Records for identifying positions
+ + + + + + +
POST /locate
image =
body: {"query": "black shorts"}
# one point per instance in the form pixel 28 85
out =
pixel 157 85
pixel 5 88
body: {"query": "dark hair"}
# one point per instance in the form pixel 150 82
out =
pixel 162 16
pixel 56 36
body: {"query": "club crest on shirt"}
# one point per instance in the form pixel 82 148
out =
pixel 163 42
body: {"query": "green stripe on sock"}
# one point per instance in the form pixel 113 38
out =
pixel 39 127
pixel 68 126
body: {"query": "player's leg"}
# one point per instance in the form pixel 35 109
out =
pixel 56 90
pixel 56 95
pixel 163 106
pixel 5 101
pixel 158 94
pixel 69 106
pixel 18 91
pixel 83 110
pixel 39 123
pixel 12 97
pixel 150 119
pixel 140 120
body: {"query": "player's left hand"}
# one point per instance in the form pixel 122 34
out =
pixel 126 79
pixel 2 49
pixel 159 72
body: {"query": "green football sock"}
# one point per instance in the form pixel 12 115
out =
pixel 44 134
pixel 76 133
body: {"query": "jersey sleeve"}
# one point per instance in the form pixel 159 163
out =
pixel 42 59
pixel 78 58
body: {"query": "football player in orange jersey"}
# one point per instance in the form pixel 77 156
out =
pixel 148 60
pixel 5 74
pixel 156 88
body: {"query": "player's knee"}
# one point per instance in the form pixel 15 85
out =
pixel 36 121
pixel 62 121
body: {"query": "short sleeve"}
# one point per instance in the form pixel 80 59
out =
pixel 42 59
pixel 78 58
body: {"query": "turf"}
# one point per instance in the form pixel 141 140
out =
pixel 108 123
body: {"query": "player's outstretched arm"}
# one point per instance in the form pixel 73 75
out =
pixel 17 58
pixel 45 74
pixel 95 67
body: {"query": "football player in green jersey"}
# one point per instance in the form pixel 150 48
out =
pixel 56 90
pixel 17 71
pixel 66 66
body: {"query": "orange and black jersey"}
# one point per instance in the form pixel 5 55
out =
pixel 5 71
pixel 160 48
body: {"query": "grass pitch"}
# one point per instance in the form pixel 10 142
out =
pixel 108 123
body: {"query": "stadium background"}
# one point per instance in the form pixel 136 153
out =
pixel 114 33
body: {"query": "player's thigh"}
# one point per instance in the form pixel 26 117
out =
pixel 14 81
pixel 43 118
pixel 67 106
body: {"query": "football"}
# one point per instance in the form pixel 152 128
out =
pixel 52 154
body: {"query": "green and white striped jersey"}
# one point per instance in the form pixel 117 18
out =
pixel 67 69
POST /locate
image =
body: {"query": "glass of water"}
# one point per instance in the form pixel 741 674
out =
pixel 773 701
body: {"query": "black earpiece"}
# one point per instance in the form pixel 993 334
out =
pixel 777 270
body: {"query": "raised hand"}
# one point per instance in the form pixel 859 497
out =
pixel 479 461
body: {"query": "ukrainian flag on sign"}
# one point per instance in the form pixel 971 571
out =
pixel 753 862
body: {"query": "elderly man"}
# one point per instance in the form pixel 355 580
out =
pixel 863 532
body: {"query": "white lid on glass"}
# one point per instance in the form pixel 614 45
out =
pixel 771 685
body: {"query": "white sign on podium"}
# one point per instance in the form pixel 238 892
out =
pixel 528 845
+ + + + + + +
Reproduce the records word for word, starting at the very beginning and ending at the line containing "pixel 68 126", with both of those lines included.

--- COMPLETE ANSWER ---
POST /locate
image =
body: {"query": "black shorts"}
# one point per instance in the form pixel 28 85
out =
pixel 157 85
pixel 5 88
body: {"query": "dark hair"}
# one point per instance in the form pixel 150 82
out =
pixel 162 16
pixel 56 36
body: {"query": "club crest on shirt"}
# one point per instance in the form pixel 82 148
out =
pixel 163 42
body: {"query": "green stripe on sock"}
# one point per instance in the form pixel 113 38
out =
pixel 39 127
pixel 68 126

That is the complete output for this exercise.